_What is needed:_ Which of the lines below contain the string "lawn"? Pull each one out of the data.

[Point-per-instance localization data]
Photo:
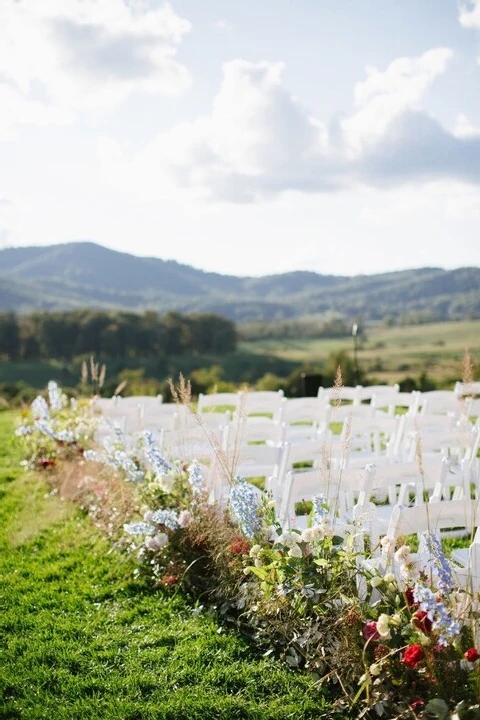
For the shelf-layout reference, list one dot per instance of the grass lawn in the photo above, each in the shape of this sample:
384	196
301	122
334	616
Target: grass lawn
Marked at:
81	639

_Written solution:_
For the shelf-layout reference, list one dot per instance of the grass lawn in the photo above, each in the shape of this sample:
Target: grass lawn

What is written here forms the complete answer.